== EXTRAIT DU TEXTE ==

- - - - -

Michael revient auprès de Carolyn dans la nuit, un peu saoul, mais prêt désormais à écouter la suite. Il a découvert qui est Lucy Delanay, anciennement Redfield qui a épousé son ancien amant, ce dont il se réjouit pour eux. C'est avec une bouteille de whisky, à la lumière des phares qu'ils terminent la lecture du journal de leur mère. Accrochés aux valeurs de fidélité transmises par leurs parents, ils se demandent si cela vaut la peine de rester confinés dans une triste vie.

- - - - -

== DONNÉES RECUEILLIES ==
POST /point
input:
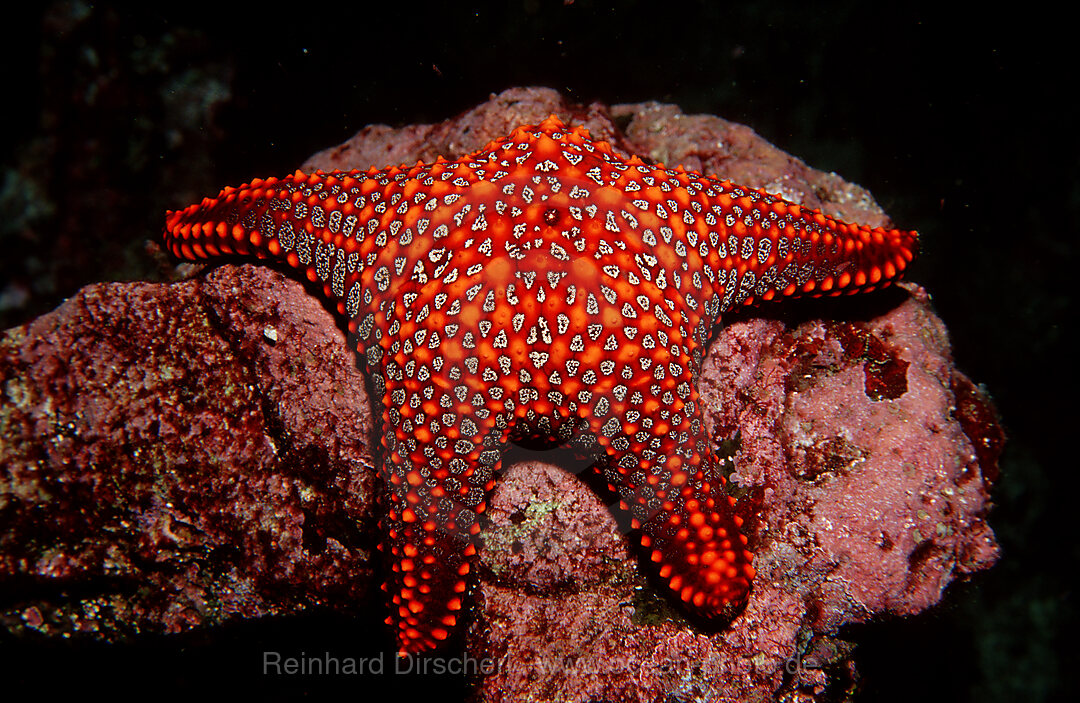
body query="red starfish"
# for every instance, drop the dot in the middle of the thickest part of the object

- - - - -

== CONSIGNE ==
Recopiez l'extrait sur Michael et Carolyn, de « Michael revient auprès » jusqu'à « une triste vie. », en changeant « whisky » en « bourbon ».

== RÉPONSE RÉDIGÉE ==
Michael revient auprès de Carolyn dans la nuit, un peu saoul, mais prêt désormais à écouter la suite. Il a découvert qui est Lucy Delanay, anciennement Redfield qui a épousé son ancien amant, ce dont il se réjouit pour eux. C'est avec une bouteille de bourbon, à la lumière des phares qu'ils terminent la lecture du journal de leur mère. Accrochés aux valeurs de fidélité transmises par leurs parents, ils se demandent si cela vaut la peine de rester confinés dans une triste vie.